• Task instructions: Please pick out each line of the data below that contains the string "door", and copy those lines in full. Treat the match as case-sensitive.

• Given records:

-- BEGIN --

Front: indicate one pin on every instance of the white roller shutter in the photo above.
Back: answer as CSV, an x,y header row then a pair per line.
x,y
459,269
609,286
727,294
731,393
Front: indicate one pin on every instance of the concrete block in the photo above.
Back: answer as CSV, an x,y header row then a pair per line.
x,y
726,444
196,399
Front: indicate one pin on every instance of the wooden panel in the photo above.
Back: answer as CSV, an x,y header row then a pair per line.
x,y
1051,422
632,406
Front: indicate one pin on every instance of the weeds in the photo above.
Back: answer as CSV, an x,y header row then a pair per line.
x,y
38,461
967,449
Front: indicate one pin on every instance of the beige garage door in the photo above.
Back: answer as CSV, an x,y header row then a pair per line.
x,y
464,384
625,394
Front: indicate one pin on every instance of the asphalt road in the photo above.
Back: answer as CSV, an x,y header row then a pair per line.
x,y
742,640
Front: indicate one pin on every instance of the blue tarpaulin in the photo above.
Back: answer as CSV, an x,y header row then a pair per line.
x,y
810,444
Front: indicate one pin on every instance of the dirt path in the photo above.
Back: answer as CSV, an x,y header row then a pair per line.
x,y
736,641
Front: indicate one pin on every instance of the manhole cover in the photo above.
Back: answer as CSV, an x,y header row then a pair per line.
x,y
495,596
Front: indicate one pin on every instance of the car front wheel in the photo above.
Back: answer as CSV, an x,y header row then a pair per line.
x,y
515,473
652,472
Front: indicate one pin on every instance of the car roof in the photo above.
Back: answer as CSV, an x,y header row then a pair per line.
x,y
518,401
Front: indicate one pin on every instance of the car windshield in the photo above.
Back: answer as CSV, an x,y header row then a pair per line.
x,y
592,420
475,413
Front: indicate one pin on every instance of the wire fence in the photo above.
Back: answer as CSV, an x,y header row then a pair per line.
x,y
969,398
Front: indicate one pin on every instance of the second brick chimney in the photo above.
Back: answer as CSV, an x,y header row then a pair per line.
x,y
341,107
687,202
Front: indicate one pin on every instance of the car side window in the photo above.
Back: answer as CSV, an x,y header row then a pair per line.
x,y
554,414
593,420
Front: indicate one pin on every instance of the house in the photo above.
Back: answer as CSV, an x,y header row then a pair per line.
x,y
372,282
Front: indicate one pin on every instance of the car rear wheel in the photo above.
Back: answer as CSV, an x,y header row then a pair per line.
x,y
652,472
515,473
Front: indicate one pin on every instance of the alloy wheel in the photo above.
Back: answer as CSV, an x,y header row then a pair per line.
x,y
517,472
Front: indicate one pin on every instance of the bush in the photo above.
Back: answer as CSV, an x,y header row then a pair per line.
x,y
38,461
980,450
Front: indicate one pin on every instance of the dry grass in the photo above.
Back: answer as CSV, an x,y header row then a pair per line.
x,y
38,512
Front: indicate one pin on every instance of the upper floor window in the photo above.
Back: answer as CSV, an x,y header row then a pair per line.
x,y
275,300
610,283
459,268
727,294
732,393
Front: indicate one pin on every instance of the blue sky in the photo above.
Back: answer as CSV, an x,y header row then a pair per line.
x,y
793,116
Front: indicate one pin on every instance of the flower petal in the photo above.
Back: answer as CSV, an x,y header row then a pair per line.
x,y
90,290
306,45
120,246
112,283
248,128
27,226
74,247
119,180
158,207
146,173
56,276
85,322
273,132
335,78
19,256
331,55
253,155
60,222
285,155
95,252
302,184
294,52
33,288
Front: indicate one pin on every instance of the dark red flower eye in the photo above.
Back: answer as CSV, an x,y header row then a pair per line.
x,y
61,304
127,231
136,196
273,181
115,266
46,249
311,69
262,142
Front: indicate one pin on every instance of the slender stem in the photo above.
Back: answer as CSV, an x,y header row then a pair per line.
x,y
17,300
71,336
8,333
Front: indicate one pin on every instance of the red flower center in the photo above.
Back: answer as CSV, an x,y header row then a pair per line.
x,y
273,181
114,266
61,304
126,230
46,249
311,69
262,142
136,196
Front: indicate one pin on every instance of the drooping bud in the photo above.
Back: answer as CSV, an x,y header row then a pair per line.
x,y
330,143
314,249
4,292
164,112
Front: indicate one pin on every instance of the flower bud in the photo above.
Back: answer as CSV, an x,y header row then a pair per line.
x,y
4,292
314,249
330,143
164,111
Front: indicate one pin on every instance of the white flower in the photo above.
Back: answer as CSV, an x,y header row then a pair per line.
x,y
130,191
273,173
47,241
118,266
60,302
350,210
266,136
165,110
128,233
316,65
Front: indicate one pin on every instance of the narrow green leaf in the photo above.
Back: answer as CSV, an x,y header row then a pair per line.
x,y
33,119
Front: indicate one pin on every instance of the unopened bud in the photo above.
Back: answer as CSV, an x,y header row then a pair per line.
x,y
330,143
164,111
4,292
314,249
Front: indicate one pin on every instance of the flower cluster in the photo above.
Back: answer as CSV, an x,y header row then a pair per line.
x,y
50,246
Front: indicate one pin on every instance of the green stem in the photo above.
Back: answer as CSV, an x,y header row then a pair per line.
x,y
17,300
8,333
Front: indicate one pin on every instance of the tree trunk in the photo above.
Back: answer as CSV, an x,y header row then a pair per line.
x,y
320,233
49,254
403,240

-- END --
-- BEGIN --

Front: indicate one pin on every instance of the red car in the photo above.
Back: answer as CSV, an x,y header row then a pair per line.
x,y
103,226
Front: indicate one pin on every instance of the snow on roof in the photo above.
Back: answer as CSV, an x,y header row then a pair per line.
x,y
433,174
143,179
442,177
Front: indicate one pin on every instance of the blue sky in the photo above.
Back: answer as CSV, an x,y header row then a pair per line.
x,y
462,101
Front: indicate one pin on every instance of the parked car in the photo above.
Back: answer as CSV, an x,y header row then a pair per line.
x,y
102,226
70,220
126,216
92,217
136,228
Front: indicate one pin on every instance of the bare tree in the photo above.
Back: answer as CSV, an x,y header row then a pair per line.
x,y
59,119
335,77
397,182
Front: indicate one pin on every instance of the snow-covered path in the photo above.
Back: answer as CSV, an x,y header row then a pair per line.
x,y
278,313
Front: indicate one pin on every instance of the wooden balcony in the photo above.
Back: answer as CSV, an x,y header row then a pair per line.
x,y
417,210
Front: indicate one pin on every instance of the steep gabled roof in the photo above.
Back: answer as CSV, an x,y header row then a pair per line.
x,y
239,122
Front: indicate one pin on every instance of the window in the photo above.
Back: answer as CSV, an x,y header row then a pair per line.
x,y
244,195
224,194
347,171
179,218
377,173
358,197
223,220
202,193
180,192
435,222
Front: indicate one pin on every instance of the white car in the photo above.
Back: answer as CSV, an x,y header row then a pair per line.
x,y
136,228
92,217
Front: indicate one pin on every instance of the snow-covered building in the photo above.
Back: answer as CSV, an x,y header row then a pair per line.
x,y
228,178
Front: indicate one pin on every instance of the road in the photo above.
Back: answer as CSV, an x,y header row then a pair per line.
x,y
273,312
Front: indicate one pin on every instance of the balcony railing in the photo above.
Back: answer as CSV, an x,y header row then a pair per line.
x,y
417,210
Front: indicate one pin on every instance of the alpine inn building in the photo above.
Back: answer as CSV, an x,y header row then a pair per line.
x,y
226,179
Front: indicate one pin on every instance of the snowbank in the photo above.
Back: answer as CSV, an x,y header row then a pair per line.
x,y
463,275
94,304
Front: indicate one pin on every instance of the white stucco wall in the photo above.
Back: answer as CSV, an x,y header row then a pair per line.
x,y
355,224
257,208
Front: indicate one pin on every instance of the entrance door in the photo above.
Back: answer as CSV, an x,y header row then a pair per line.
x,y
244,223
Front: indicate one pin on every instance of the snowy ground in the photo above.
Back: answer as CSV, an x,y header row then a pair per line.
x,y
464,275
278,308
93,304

-- END --
-- BEGIN --

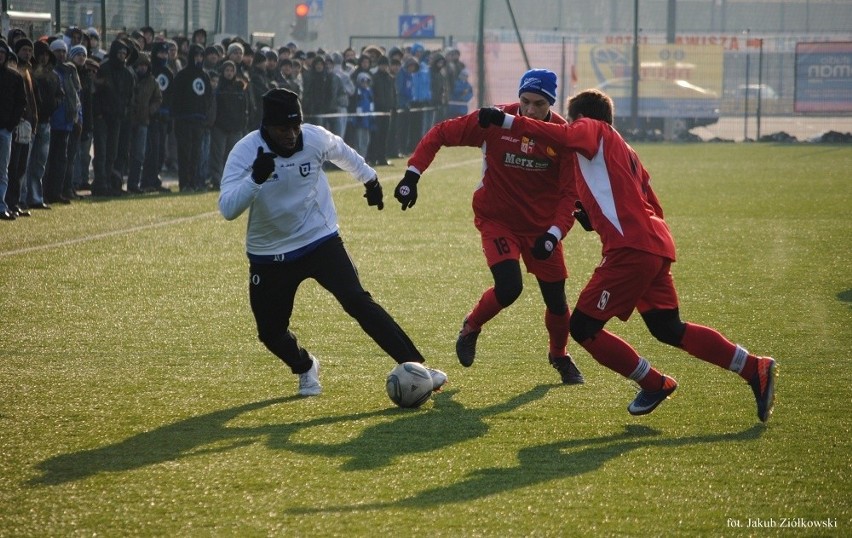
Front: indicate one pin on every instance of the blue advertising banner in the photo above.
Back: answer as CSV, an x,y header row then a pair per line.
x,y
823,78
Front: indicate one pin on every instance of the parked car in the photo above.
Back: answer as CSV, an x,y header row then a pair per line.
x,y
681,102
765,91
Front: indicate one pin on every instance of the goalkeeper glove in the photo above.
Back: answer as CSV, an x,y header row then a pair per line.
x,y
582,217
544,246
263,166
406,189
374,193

-- END --

• Solution to this exercise:
Front: indicate one pin on every instance of the beige garage door in the photo above.
Front: indicate one pin on every instance of the entrance door in the photo above.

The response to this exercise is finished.